(RECORDS SHOWN Opens)

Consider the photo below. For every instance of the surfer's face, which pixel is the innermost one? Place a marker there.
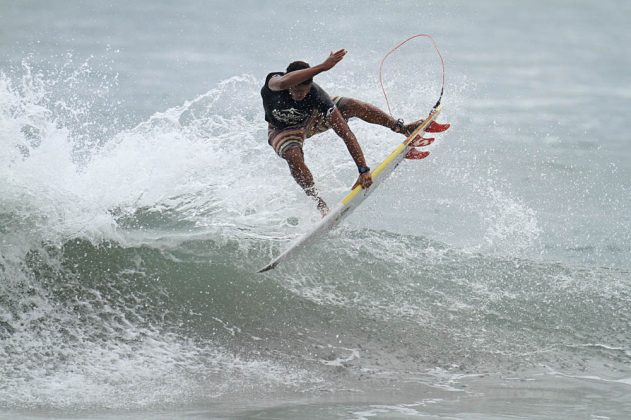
(299, 92)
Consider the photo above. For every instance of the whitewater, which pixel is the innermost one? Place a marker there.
(138, 197)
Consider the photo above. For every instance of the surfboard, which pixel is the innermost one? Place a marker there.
(351, 201)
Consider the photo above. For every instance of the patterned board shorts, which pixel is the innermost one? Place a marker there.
(286, 138)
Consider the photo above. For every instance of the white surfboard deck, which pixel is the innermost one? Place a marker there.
(355, 197)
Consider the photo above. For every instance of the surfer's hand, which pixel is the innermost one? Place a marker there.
(333, 59)
(365, 180)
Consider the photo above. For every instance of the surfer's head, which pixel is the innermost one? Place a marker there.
(299, 92)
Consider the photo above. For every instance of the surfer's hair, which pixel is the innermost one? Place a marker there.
(299, 65)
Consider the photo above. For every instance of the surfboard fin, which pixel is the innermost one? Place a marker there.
(422, 141)
(435, 127)
(416, 154)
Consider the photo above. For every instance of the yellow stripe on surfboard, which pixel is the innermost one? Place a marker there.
(387, 161)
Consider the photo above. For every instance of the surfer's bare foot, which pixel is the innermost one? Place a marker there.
(322, 207)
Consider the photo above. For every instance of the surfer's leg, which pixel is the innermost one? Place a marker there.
(350, 108)
(302, 175)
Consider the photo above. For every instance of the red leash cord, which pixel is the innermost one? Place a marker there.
(442, 62)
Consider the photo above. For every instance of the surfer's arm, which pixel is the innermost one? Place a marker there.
(298, 76)
(341, 128)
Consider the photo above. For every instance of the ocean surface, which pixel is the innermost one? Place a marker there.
(138, 197)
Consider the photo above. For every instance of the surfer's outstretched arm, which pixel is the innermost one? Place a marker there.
(341, 128)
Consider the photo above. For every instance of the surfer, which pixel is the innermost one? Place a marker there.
(297, 108)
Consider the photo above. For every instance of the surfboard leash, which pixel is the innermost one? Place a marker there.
(399, 45)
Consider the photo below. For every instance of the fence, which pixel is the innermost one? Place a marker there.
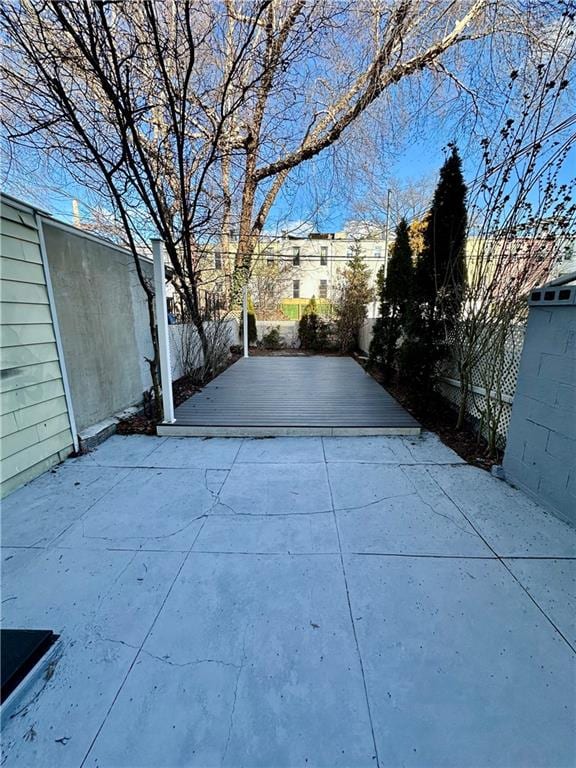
(182, 334)
(502, 375)
(487, 369)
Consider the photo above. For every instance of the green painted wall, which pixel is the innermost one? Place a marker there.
(34, 426)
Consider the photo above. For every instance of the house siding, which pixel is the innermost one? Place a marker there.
(103, 320)
(34, 421)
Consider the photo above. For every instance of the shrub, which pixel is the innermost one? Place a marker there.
(351, 306)
(272, 339)
(312, 330)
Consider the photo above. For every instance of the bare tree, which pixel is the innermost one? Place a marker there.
(522, 216)
(293, 117)
(115, 93)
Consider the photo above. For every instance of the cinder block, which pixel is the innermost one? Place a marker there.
(551, 417)
(537, 387)
(560, 368)
(566, 397)
(521, 474)
(558, 496)
(563, 446)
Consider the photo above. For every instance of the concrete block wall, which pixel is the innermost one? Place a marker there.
(103, 321)
(540, 453)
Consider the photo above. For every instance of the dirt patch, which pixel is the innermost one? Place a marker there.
(437, 416)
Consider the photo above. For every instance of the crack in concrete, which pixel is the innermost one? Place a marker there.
(355, 634)
(376, 501)
(233, 710)
(166, 660)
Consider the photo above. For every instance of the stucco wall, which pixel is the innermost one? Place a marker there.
(35, 427)
(541, 449)
(103, 321)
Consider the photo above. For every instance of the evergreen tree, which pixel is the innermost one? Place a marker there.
(439, 278)
(441, 268)
(312, 330)
(355, 295)
(395, 295)
(252, 329)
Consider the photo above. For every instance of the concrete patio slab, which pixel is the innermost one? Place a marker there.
(552, 584)
(410, 526)
(275, 641)
(148, 509)
(215, 615)
(271, 450)
(276, 489)
(426, 449)
(512, 524)
(123, 451)
(102, 604)
(200, 453)
(42, 510)
(355, 486)
(111, 595)
(55, 720)
(451, 679)
(276, 534)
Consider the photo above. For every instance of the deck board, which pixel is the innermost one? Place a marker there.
(318, 393)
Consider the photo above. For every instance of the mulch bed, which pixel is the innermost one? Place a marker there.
(436, 415)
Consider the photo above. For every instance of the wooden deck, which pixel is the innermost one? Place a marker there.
(270, 396)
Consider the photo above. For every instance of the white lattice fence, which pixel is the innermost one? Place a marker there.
(483, 372)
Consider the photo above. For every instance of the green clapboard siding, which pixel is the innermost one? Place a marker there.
(15, 335)
(18, 399)
(12, 248)
(24, 314)
(34, 414)
(23, 271)
(22, 293)
(32, 354)
(35, 428)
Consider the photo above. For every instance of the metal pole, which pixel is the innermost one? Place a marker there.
(386, 235)
(245, 319)
(162, 330)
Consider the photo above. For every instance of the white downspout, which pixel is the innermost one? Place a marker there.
(58, 337)
(245, 318)
(162, 330)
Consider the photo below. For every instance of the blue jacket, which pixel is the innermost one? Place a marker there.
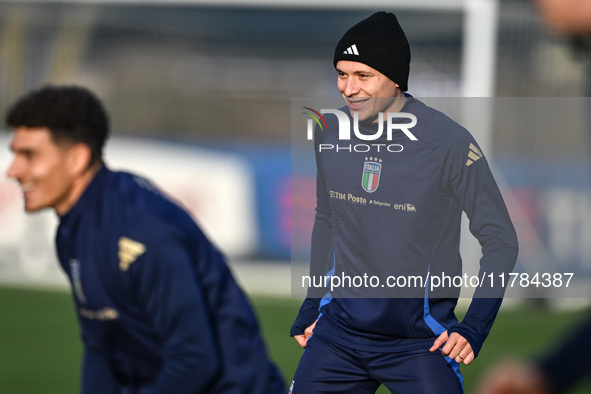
(392, 208)
(157, 305)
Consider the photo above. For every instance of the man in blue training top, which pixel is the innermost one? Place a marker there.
(158, 308)
(404, 197)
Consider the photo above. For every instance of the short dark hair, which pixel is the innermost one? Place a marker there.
(71, 113)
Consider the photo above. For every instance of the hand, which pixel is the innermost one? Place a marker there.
(456, 347)
(303, 339)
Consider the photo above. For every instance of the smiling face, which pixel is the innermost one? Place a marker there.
(367, 91)
(48, 172)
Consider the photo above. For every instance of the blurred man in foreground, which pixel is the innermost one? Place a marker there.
(157, 305)
(406, 194)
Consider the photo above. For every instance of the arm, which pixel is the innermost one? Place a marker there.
(474, 187)
(172, 296)
(321, 244)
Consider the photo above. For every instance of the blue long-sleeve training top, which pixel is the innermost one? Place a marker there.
(390, 209)
(158, 308)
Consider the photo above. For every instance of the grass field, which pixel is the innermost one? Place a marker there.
(40, 349)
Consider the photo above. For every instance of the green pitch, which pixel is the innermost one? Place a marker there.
(40, 349)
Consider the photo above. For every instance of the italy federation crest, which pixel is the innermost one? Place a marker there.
(372, 169)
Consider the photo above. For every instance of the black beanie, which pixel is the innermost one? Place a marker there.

(RECORDS SHOWN Closes)

** TASK PROMPT **
Repeat the records in full, precisely, and keep the pictures out.

** RESPONSE AREA **
Consider the photo below. For every instance of the surfer's face, which pixel is the innermost one? Place a marker there.
(299, 92)
Consider the photo above. For every instance of the whitewater, which pixel is the innermost one? Place a marker there.
(138, 197)
Consider the photo above. For every instance of the surfboard, which pixel is the innermost one? Place a marker there.
(351, 201)
Consider the photo above. For every instance of the patterned board shorts, which pixel is the innermost one? Place a marker there.
(286, 138)
Consider the photo above. For every instance of the white surfboard deck, which pixel is the innermost one? Place a marker there.
(355, 197)
Consider the photo above. For every instance of the surfer's hand, which pixel is the innermost one? Place a marker there.
(333, 59)
(365, 180)
Consider the photo above. For every instance of the surfer's head, which pixel is the innermost one? Place a marker there.
(299, 92)
Consider the photo above. For every instance of the surfer's hair, which pixel is the innermost one? Place a marker there.
(299, 65)
Consider the photo above. For every instance of the surfboard fin, which pixel is the innermost one? Place a marker there.
(422, 141)
(435, 127)
(416, 154)
Consider the photo above. For every instance of the yellow stripe on surfboard, which pixel is the innermost one? Place a marker there.
(387, 161)
Consider the photo above. For every instance of the surfer's bare foot, which pixel is the innermost one? Place a marker there.
(322, 207)
Consider the photo above. For every instance of the surfer's leg, which pixel is the innermost one? Place a marker there.
(350, 108)
(302, 175)
Consider the photo above. For every instance of the red leash cord, which pixel is the innermost one? Place a marker there.
(442, 62)
Consider the photo above. For every instance of the surfer's arm, which pixel is the innermost one? Place a marker there.
(298, 76)
(341, 128)
Consider the photo above. For every instance of the ocean surface, which pixel is the innermost one? Place a marker there.
(138, 197)
Consider the photo above. For every instance of the surfer's outstretched arm, which pixel is the innermost one? Place a marker there.
(341, 128)
Consider the photo above. For every instance of the surfer, which pixel is the innermost one? Place a marker there.
(297, 108)
Consider the photo above. For every instance of the surfboard leash, which pixel is the innermost one? Place a marker there.
(399, 45)
Consider the photo below. For every instance of the fence, which pixel is the innermost one? Place a marker there.
(182, 334)
(502, 375)
(487, 369)
Consider the photo above. For every instance of the green painted wall, which pixel is the innermost one? Place a marker there.
(34, 426)
Consider the photo above. For every instance of the house siding, which pixel is the innermost one? Place a marker there.
(103, 320)
(34, 421)
Consider the photo above. For every instance of the shrub, which pixel is the innermost one? Place a marker there.
(351, 306)
(272, 339)
(312, 330)
Consider the photo above. For every instance of the bare tree, which pixel is the innermost one? Place a marker there.
(522, 216)
(293, 117)
(115, 93)
Consider the photo above. For every instance of the cinder block, which pixel is the innermost one? Place a marker there.
(551, 417)
(537, 387)
(560, 368)
(566, 397)
(521, 474)
(558, 496)
(563, 446)
Consider the photo above. For every instance of the concrete block wall, which pixel is the innermost one? Place a marker there.
(103, 321)
(540, 453)
Consider the photo above. For every instance of the dirt patch, which pixel is the innermost one? Place a marker there.
(437, 416)
Consider the photo above. For every instance of the crack in concrete, which pixel is the innermost one? Place a marker there.
(355, 634)
(376, 501)
(233, 710)
(166, 660)
Consider the photo above. For every instance of the stucco wall, which pixel is the innermost one? Place a marker there.
(35, 427)
(541, 449)
(103, 321)
Consider the photo above. For every instance of the evergreen tree, which pixel is the innermost one? Place a marker there.
(439, 278)
(441, 268)
(312, 330)
(355, 295)
(395, 295)
(252, 329)
Consider the photo above. For every instance of the concrete patio slab, which pixel is the innermost one? Place a marker there.
(552, 584)
(410, 526)
(275, 641)
(148, 509)
(215, 615)
(271, 450)
(276, 489)
(426, 449)
(512, 524)
(123, 451)
(102, 604)
(200, 453)
(42, 510)
(355, 486)
(111, 595)
(55, 720)
(451, 679)
(276, 534)
Consider the photo above. For every instance of the deck board, which pixel is the innermost one? Place a marker there.
(318, 393)
Consider the photo above. For every instance of the mulch bed, which pixel is the innermost one? Place a marker there.
(436, 415)
Consider the photo above. For every instance of the wooden deck, which pixel is the innermost one? Place a marker there.
(270, 396)
Consider the photo above. For every instance of the white lattice fence, which pixel is the innermost one? Place a marker there.
(483, 372)
Consider the photo above. For every instance of the green clapboard siding, which pixel is the innermost one? Place a marker there.
(15, 335)
(18, 399)
(12, 248)
(24, 314)
(34, 414)
(23, 271)
(22, 293)
(32, 354)
(35, 428)
Consider the photo above. For every instance of the metal pole, which pixel is the innermost one? Place a marker there.
(386, 235)
(245, 319)
(162, 330)
Consider the photo above. For every instance of the white downspout, which pixel is the innermost one? Place a marker there.
(58, 337)
(245, 318)
(162, 330)
Consider the photo below. For every instance of the blue jacket, which pixel is the innermost one? Place a marker there.
(392, 208)
(157, 305)
Consider the photo above. For every instance of the man in blue training top, which pixel is the innermost one? Place a marker there.
(158, 308)
(404, 197)
Consider the photo above. For every instance of the short dark hair, which pixel is the innermost one? Place a marker there.
(71, 113)
Consider the photo above. For every instance of the hand, which pixel is the innermost one? Place a marker there.
(456, 347)
(303, 339)
Consider the photo above. For every instance of the smiling face, which pixel is the innermost one? Place a marker there.
(367, 91)
(48, 172)
Consider the photo above. For every instance of the blurred man in foreground, which pixel is the innermost one? Place a marker there.
(157, 305)
(406, 194)
Consider the photo above. For every instance of the arm, which pixel is the innermost one? Place a marker there.
(474, 187)
(172, 296)
(321, 244)
Consider the photo above. For every instance of the blue long-sleeve training top, which pixel is the innermost one? Place a marker there.
(390, 209)
(158, 308)
Consider the photo above. For every instance of the grass field, which pixel is the innermost one? Place a marker there.
(40, 349)
Consider the photo above. For every instance of the green pitch, which pixel is the innermost one? Place a marker there.
(40, 349)
Consider the photo above. For every instance of the italy federation crest, which pixel is the innermost one? Place a marker there.
(372, 169)
Consider the photo above. For every instance of the black beanie, which pixel is the innermost one? Place a marker there.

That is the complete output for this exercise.